- [EXERCISE]: Render every entry below as a two-column CSV with the headers entry_text and answer, one row per entry. Each field is quoted, and line breaks inside a field become spaces.

- [Position identification entries]:
◇ ◇ ◇

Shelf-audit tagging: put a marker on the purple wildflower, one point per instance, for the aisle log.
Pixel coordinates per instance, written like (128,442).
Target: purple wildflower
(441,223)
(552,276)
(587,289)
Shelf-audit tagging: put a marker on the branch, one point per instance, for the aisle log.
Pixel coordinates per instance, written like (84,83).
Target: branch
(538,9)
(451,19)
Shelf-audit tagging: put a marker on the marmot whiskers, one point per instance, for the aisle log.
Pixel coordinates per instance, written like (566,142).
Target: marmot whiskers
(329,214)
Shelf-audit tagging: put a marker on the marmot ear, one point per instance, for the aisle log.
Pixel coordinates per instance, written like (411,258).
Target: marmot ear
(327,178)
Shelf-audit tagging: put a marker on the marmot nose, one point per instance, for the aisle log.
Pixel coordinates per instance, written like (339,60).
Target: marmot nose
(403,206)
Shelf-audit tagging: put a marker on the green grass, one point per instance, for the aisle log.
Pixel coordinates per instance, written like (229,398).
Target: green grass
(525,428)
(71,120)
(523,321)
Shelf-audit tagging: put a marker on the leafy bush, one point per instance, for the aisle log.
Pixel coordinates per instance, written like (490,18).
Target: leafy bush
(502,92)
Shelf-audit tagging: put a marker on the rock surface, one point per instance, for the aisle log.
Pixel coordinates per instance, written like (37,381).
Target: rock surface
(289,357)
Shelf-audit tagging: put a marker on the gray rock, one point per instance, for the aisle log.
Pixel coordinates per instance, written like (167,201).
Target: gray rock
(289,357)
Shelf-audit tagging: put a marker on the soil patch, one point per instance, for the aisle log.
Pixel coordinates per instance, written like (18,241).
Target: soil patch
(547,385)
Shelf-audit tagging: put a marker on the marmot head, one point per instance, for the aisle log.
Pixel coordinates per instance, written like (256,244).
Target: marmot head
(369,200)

◇ ◇ ◇

- [SOLUTION]:
entry_text,answer
"Shelf-audit tagging: put a marker on the purple wildflower, one point per instance, for the aisle log. Pixel coordinates per instance, written like (128,442). Target: purple wildflower","(441,223) (552,276) (587,289)"
"Shelf-audit tagging: put a marker on the branch, one point per instance, for the aisle log. Pixel coordinates per instance, written like (84,83). Target: branch","(538,9) (451,19)"
"Shelf-audit tagging: put a marker on the marmot whiskers, one point per instance, for the aisle log. Pixel coordinates per instance, written like (566,142). Target: marmot whiskers","(329,214)"
"Shelf-audit tagging: put a marker on the marmot ear, one point per instance, for the aisle log. Pixel coordinates per instance, written like (411,258). Target: marmot ear","(327,178)"
"Shelf-audit tagging: put a marker on the marmot nose, one point per instance, for the aisle log. Pixel coordinates per instance, written like (339,60). Target: marmot nose","(403,206)"
"Shelf-audit tagging: put a marker on the green grass, one point per instance, for the aisle log. Pixel coordinates per instance, written like (229,398). Target: green grass","(525,428) (71,120) (523,321)"
"Shelf-audit tagging: put a marker on the leafy bush, one point per instance, for the aisle log. Pixel coordinates per instance, written like (490,18). Target: leafy bush","(502,92)"
"Shelf-audit tagging: put a marker on the rock surface, one point per instance, for the aisle log. Pixel coordinates per instance, written like (37,381). Target: rock surface","(289,357)"
"Shelf-audit tagging: put a marker on the gray rock, one point per instance, for the aisle log. Pixel coordinates per instance, written like (167,201). Target: gray rock","(289,357)"
"Shelf-audit tagging: put a marker on the soil patch, one point per instance, for the aisle log. Pixel coordinates per instance, written like (18,241). Target: soil patch","(547,385)"
"Shelf-audit tagging: put a marker on the marmot head, one point per instance, for the aisle log. Pixel coordinates per instance, written like (256,244). Target: marmot head","(369,200)"